* **Work instructions**: Retype every entry in its entirety, without alteration.

* **Stored data**:
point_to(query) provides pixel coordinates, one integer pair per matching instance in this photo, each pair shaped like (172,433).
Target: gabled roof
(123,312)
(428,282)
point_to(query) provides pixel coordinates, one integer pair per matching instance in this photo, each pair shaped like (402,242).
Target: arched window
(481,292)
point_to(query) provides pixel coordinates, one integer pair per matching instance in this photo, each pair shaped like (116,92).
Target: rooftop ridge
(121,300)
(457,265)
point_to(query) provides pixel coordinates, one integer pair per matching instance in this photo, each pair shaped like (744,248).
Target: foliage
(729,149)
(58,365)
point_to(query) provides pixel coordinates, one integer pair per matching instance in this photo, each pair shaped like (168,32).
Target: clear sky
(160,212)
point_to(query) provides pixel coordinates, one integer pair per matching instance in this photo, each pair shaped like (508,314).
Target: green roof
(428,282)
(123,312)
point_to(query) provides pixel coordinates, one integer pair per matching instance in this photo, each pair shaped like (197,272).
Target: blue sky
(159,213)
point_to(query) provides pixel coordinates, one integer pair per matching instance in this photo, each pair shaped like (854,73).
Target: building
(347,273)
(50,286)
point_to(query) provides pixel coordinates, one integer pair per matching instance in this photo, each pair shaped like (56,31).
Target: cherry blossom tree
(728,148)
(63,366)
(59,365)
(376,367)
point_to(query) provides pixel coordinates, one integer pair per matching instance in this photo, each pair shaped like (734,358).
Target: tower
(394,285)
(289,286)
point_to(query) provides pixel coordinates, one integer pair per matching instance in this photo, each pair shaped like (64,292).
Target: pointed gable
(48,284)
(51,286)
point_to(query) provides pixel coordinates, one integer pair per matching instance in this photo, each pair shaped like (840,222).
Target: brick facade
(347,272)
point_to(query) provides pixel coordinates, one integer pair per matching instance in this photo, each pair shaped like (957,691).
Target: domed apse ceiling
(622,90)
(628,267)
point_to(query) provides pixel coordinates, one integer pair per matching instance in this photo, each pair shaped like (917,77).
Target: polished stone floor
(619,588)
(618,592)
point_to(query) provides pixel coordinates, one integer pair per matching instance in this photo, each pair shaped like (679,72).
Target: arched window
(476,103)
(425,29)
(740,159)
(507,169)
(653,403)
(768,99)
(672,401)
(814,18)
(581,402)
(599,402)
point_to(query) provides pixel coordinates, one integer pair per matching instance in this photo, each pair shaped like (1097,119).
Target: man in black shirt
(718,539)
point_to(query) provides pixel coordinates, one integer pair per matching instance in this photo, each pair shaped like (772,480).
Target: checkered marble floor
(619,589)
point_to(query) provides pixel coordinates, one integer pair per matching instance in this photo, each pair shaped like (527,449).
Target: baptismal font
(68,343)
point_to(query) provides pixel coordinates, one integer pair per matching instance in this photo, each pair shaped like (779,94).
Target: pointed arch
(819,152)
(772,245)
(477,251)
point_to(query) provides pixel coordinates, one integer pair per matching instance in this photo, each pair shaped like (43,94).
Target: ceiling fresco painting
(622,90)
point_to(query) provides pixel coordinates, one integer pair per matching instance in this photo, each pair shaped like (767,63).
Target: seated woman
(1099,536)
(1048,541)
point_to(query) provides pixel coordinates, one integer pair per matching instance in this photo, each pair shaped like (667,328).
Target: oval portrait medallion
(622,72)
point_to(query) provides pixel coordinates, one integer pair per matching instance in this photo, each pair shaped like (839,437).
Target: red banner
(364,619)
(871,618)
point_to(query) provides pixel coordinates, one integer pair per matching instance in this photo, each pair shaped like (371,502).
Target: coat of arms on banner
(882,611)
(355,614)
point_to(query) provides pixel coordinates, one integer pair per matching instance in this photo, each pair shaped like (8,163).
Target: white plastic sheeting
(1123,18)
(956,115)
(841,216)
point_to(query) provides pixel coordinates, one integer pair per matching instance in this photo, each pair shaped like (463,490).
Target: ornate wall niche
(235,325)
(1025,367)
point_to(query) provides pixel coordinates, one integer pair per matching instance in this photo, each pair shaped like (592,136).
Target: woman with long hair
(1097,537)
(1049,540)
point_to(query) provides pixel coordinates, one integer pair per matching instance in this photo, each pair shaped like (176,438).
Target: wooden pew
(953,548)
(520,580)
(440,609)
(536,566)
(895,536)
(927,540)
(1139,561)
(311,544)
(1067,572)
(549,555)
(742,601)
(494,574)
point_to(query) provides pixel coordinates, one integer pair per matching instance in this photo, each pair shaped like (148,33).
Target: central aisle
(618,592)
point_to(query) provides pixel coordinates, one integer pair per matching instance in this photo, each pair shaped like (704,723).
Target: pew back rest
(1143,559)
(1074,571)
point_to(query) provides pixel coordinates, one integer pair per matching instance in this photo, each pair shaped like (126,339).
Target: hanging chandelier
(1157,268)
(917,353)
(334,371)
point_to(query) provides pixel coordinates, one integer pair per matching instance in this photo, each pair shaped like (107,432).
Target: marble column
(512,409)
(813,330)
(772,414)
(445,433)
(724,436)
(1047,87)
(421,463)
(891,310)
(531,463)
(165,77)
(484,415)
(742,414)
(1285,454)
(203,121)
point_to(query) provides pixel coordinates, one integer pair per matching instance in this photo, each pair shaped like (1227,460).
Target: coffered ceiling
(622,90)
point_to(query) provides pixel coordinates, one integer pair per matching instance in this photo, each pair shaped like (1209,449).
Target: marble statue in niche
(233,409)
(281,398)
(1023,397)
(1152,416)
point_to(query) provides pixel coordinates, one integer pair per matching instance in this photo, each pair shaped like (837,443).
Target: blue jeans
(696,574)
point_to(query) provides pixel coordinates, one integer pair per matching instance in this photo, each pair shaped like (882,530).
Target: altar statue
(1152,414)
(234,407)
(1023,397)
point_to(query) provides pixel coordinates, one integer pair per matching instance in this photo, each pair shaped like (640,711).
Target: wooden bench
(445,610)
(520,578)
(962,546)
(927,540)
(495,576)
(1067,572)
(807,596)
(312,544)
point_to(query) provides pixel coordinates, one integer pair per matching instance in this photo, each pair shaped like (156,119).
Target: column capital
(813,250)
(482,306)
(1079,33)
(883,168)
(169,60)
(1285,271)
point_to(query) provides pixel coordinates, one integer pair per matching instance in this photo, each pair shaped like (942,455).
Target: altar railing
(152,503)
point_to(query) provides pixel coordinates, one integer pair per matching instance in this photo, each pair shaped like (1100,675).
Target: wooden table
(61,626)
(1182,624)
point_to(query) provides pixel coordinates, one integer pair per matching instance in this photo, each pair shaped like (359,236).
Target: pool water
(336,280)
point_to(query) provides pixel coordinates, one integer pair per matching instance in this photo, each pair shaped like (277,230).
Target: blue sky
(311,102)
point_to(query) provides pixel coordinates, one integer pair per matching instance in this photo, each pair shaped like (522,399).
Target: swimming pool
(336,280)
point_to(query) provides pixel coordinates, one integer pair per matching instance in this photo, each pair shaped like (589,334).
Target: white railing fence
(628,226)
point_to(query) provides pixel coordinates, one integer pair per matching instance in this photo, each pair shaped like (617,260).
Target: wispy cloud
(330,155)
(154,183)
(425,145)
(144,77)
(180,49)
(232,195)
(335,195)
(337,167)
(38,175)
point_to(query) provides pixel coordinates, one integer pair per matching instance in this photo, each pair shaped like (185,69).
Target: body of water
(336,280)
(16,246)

* **Complete output**:
point_to(query) provides pixel coordinates, one integer pair per matching instance in this photo, each pair shaped like (172,433).
Target: gabled roof
(123,312)
(428,282)
point_to(query) provides pixel coordinates, one integer pair per matching instance in this photo, each pair shaped like (402,242).
Target: arched window
(481,292)
point_to(query) provides pixel coordinates, one integer pair per matching instance in this photo, each pair shaped like (116,92).
Target: rooftop ridge
(121,300)
(457,265)
point_to(query) provides pixel coordinates, one integer pair per matching instance in this photo, each pair shaped like (744,248).
Target: foliage
(729,149)
(58,365)
point_to(query) provides pixel coordinates, one integer pair per matching instance in this photo, each pair shaped like (168,32).
Target: clear sky
(160,212)
point_to(query) provides pixel coordinates, one integer pair per matching instance in this photo, each pair shaped like (508,314).
Target: green roof
(428,282)
(123,312)
point_to(query) provides pixel coordinates, one integer pair per matching instance in this photo, each pair shaped like (197,272).
Target: blue sky
(159,213)
point_to(query) provides pixel coordinates, one integer pair per matching instance in this photo, each pair shaped like (854,73).
Target: building
(347,273)
(50,286)
point_to(query) provides pixel coordinates, one integer pair per matching instance in this photo, each pair shaped like (56,31).
Target: cherry blossom tree
(728,148)
(63,366)
(59,365)
(376,367)
point_to(query) provides pixel coordinates, one integer pair per matching instance in this photo, each pair shaped like (734,358).
Target: tower
(394,285)
(289,286)
point_to(query) provides pixel coordinates, one integer pair per matching instance in this photo, each pair shaped like (64,292).
Target: pointed gable
(48,284)
(51,286)
point_to(query) provides pixel coordinates, one integer pair per matching instance in this photo, each pair shaped like (840,222).
Target: brick facade
(347,272)
point_to(query) provides pixel coordinates, one integer pair per matching instance in this photo, each pair shaped like (957,691).
Target: domed apse ceiling
(622,90)
(628,267)
point_to(query) provides pixel coordinates, one integer pair per matching instance in this photo, each pair shaped like (917,77).
Target: polished stone floor
(619,588)
(618,592)
point_to(query) provides pixel coordinates, one integer pair per matching instance in this photo, each pair shaped like (679,72).
Target: arched window
(476,103)
(425,29)
(740,159)
(507,169)
(653,403)
(768,99)
(672,401)
(814,18)
(581,402)
(599,402)
point_to(query) provides pixel coordinates, one integer pair per matching instance in this photo, each pair shaped like (1097,119).
Target: man in black shirt
(718,539)
point_to(query) provides pixel coordinates, one integer pair per matching instance in this photo, each pair shaped like (772,480).
Target: checkered marble floor
(619,589)
point_to(query) provides pixel coordinates, one integer pair per matching instance in this photo, each pair shaped like (527,449).
Target: baptismal font
(68,343)
point_to(query) provides pixel coordinates, one integer pair per matching instance in this photo, each pair shaped like (779,94).
Target: pointed arch
(819,152)
(772,245)
(477,251)
point_to(query) provides pixel coordinates, one integer pair per matching instance in this photo, each pair shaped like (43,94).
Target: ceiling fresco painting
(622,90)
point_to(query) provides pixel coordinates, one integer pair per matching instance in this photo, each pair shaped like (767,63).
Target: seated woman
(1099,536)
(1048,541)
point_to(query) provides pixel coordinates, one integer pair per matching instance in this photo, each pair shaped like (667,328).
Target: oval portrait medallion
(622,72)
point_to(query) provides pixel coordinates, one integer pair per matching instance in this photo, each pair shaped like (839,437).
Target: red banner
(364,619)
(871,618)
point_to(query) provides pixel coordinates, one integer pair per matching instance in this photo, each pair shaped like (371,502).
Target: coat of arms on banner
(882,611)
(355,614)
point_to(query) provides pixel coordinates, one integer pair per matching instance in this photo, each pair shaped like (8,163).
Target: white plastic sheeting
(1123,18)
(956,115)
(841,216)
point_to(query) provides pixel coordinates, one integer pair per matching instance in this photo, each pair shaped like (463,490).
Target: ornate wall niche
(235,325)
(1025,367)
point_to(query) provides pixel coordinates, one integer pair per matching instance in this photo, each pair shaped like (592,136).
Target: woman with long hair
(1097,537)
(1049,540)
point_to(query) provides pixel coordinates, one integer pair per matching instance in this photo, each pair shaped like (176,438).
Target: wooden pew
(953,548)
(520,580)
(440,609)
(536,566)
(895,536)
(927,540)
(1139,561)
(311,544)
(1067,572)
(549,555)
(742,601)
(494,574)
point_to(query) provides pixel coordinates, one integer pair per matching instance in this photo, each pair shaped like (148,33).
Target: central aisle
(618,592)
point_to(query) provides pixel coordinates, one integer pair per matching instance in this photo, each pair shaped like (704,723).
Target: pew back rest
(1143,559)
(1074,571)
point_to(query) provides pixel coordinates, one integer pair per matching instance in this photo, each pair shaped like (126,339).
Target: hanging chandelier
(1157,268)
(917,353)
(334,371)
point_to(query) provides pixel coordinates, one integer pair per matching instance in this photo, each pair shaped like (107,432).
Target: marble column
(512,409)
(813,330)
(772,414)
(445,433)
(724,436)
(1047,87)
(421,463)
(891,310)
(531,463)
(165,77)
(484,415)
(742,414)
(1285,454)
(203,121)
point_to(query) provides pixel coordinates, one integer pair per matching instance in this photo, each pair shaped like (1227,460).
Target: coffered ceiling
(622,90)
point_to(query) provides pixel coordinates, one integer pair per matching instance in this photo, each pair shaped like (1209,449).
Target: marble statue in niche
(233,409)
(281,398)
(1023,397)
(1152,416)
point_to(query) provides pixel coordinates, one integer pair per matching instance in this photo, each pair shaped like (837,443).
Target: blue jeans
(696,574)
point_to(query) provides pixel coordinates, one integer pair per matching instance in this photo, each pair shaped like (882,530).
Target: altar statue
(1152,414)
(234,407)
(1023,397)
point_to(query) provides pixel coordinates, one integer pair per matching instance in this photo, each pair shaped like (640,711).
Target: wooden bench
(445,610)
(520,578)
(962,546)
(927,540)
(495,576)
(1067,572)
(807,596)
(312,544)
point_to(query) provides pixel coordinates, one integer pair per matching instance in this photo, each pair shaped like (156,119).
Target: column capital
(813,250)
(482,306)
(1079,33)
(883,168)
(169,60)
(1285,271)
point_to(query) provides pixel coordinates, one integer pair per matching instance in this photo, each pair shaped like (942,455).
Target: altar railing
(152,503)
point_to(query) provides pixel coordinates, one integer pair per matching instance in this photo, each pair shaped like (1100,675).
Target: wooden table
(61,626)
(1182,624)
point_to(query) provides pixel coordinates, one integer pair per matching instance in this photo, each pair shaped like (359,236).
Target: pool water
(336,280)
point_to(query) provides pixel coordinates, one integer pair per matching instance in this photo, each pair shaped like (277,230).
Target: blue sky
(311,102)
point_to(query) provides pixel coordinates, one integer pair per matching instance in this photo, each pair shaped like (522,399).
Target: swimming pool
(336,280)
point_to(query) provides pixel coordinates, one integer pair per matching instance in this photo, each pair shaped like (589,334).
Target: white railing fence
(628,226)
point_to(query) provides pixel coordinates, one integer pair per matching instance in this photo, each pair shaped like (617,260).
Target: wispy cloud
(330,155)
(154,183)
(425,145)
(144,77)
(180,49)
(232,195)
(335,195)
(337,167)
(38,175)
point_to(query) provides pixel coordinates, one integer pair per matching instance in this photo, each pair shaped like (185,69).
Target: body of water
(336,280)
(16,246)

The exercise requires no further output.